#### [Exercise instructions]
How many lines in the items below contain the word "mountain"? Reply with the number alone.
++++
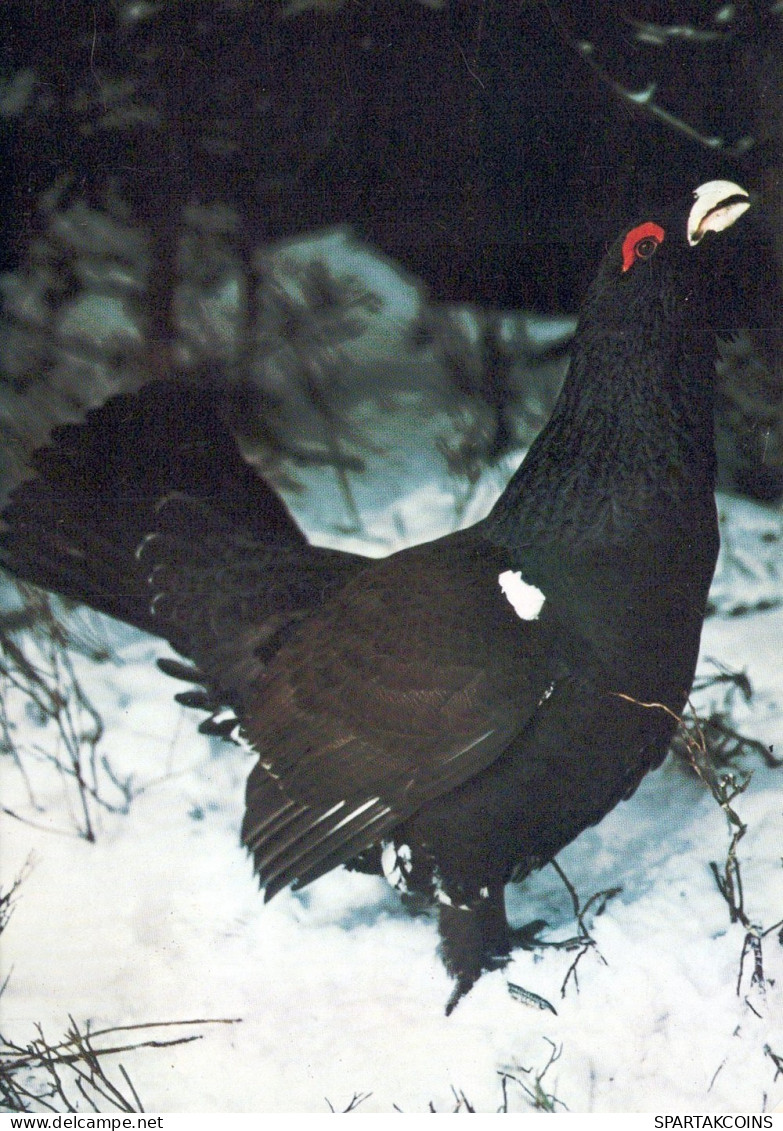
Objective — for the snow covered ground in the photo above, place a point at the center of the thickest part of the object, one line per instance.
(337, 991)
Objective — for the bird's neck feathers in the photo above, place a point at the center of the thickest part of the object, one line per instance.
(630, 440)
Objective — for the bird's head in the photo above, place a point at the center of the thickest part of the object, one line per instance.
(665, 262)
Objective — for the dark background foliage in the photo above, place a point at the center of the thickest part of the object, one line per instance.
(160, 150)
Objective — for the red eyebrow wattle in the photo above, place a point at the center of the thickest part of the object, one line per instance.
(643, 231)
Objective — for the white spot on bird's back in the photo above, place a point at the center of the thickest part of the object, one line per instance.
(524, 598)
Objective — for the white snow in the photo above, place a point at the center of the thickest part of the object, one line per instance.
(337, 989)
(161, 920)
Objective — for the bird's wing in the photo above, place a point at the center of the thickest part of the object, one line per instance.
(409, 682)
(148, 511)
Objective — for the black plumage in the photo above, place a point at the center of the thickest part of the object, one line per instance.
(463, 708)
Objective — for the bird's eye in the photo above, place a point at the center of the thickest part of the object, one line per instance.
(640, 243)
(646, 248)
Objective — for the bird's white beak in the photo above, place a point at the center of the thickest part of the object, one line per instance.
(716, 206)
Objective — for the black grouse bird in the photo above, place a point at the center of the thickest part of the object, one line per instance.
(462, 709)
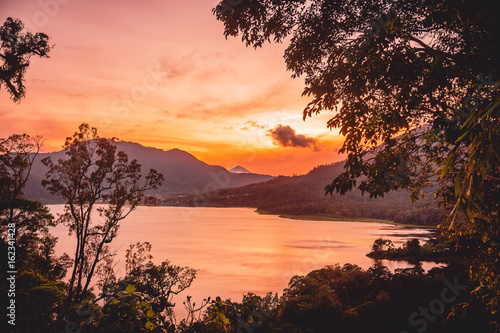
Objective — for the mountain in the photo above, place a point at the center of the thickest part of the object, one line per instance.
(305, 196)
(239, 169)
(184, 173)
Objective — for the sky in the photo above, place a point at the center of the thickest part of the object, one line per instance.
(161, 73)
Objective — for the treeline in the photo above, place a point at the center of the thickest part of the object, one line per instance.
(304, 195)
(350, 299)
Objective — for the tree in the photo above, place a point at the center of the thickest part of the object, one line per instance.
(412, 87)
(382, 245)
(16, 49)
(95, 172)
(24, 235)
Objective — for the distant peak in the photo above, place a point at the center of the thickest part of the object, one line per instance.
(239, 169)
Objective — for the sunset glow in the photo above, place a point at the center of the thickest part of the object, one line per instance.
(162, 74)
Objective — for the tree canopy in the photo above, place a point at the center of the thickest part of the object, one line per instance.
(95, 172)
(413, 89)
(16, 49)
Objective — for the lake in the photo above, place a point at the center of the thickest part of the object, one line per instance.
(237, 250)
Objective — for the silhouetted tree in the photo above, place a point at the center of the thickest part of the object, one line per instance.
(94, 173)
(24, 234)
(413, 85)
(16, 49)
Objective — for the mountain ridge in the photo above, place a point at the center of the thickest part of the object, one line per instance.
(183, 172)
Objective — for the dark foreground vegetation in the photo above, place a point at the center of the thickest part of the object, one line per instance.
(386, 68)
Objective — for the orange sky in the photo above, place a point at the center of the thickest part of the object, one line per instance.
(161, 73)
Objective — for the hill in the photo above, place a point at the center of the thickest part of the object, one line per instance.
(304, 196)
(184, 173)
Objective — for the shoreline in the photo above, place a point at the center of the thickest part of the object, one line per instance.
(313, 217)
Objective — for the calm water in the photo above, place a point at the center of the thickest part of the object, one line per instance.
(237, 250)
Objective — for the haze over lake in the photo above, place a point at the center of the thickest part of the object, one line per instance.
(237, 250)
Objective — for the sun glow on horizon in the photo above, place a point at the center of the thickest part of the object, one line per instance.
(169, 80)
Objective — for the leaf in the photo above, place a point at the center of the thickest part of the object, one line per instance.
(130, 289)
(149, 325)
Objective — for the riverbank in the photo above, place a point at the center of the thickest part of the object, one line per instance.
(343, 219)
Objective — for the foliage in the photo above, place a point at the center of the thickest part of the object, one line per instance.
(415, 92)
(381, 244)
(24, 226)
(350, 299)
(130, 311)
(16, 49)
(95, 172)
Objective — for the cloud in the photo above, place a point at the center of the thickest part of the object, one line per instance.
(285, 136)
(252, 123)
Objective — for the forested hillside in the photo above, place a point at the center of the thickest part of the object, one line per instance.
(305, 195)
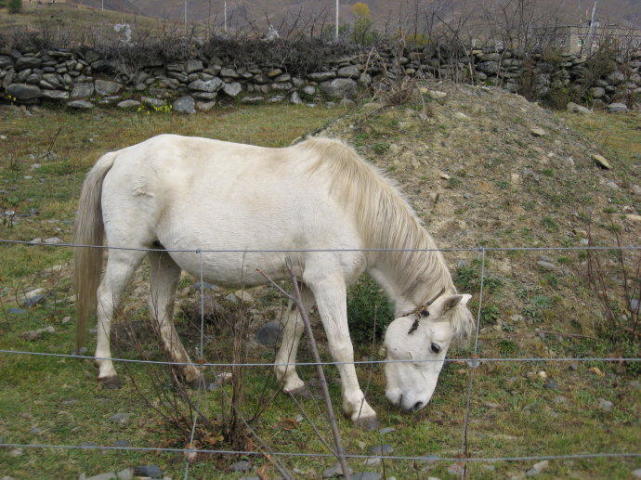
++++
#### [Response to the task]
2